======== Extrait choisi

Notre confrère précise qu’actuellement le secteur privé vétérinaire commence à voir le jour en Guinée, mais il est chancelant. S’il pouvait retourner dans son pays natal, il le ferait, « mais il faudra solder mes dettes avant pour ne pas fâcher mon banquier ! ».

Élise Michaud (Dakar 2006, Sénégal), praticienne canine à Dannemarie (Haut-Rhin)

Élise Michaud n’est pas née au Sénégal. Elle est Française, et son objectif de départ est d’obtenir son diplôme de vétérinaire puis de retourner dans son pays natal. Elle est alors obligée de passer l’équivalence afin de pouvoir exercer. « J’ai échoué en classe préparatoire puis obtenu une licence de biologie, qui ne me menait pas à grand-chose de concret à mes yeux. J’ai alors cherché une école vétérinaire francophone », explique notre consœur. C’est ainsi qu’elle est acceptée à Dakar. « Tout cela a été possible grâce à l’immense soutien de mes parents », précise-t-elle.

================
======== Données affichées

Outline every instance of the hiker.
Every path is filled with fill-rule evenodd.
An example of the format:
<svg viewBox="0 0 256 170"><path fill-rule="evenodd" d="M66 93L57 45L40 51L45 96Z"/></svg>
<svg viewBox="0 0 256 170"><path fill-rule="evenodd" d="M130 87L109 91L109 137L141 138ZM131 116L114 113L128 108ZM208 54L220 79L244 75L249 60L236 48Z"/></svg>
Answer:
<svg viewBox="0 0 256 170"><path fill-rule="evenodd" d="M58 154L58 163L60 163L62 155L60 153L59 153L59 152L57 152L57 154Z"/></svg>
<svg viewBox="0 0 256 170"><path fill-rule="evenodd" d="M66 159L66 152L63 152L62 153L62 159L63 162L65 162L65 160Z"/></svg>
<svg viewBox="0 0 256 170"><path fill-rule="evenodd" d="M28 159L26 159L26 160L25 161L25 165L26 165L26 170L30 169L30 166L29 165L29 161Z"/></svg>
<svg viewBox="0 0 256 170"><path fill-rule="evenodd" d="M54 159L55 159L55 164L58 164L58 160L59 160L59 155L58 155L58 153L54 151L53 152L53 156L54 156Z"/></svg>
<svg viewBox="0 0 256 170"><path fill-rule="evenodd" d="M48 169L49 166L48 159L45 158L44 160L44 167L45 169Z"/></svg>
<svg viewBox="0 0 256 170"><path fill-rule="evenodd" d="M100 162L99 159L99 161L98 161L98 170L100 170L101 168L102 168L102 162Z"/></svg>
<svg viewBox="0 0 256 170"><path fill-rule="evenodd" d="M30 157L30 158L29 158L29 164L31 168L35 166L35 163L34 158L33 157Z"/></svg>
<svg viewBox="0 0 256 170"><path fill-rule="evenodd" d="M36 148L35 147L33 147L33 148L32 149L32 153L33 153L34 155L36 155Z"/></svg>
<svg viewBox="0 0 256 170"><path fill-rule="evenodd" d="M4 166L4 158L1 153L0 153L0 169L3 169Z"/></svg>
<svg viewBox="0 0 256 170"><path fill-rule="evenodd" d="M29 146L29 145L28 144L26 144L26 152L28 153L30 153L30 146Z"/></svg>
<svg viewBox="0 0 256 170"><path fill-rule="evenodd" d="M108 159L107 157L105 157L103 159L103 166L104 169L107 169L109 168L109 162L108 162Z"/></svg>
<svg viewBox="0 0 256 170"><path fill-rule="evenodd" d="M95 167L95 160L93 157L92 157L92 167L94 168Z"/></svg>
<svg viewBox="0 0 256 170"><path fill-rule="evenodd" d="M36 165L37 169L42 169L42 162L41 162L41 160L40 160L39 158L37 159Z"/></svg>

================

◆ **Consigne**:
D'après l'extrait choisi, indiquez quel diplôme Élise Michaud a obtenu après son échec en classe préparatoire.

◆ **Exercice terminé**:
Une licence de biologie.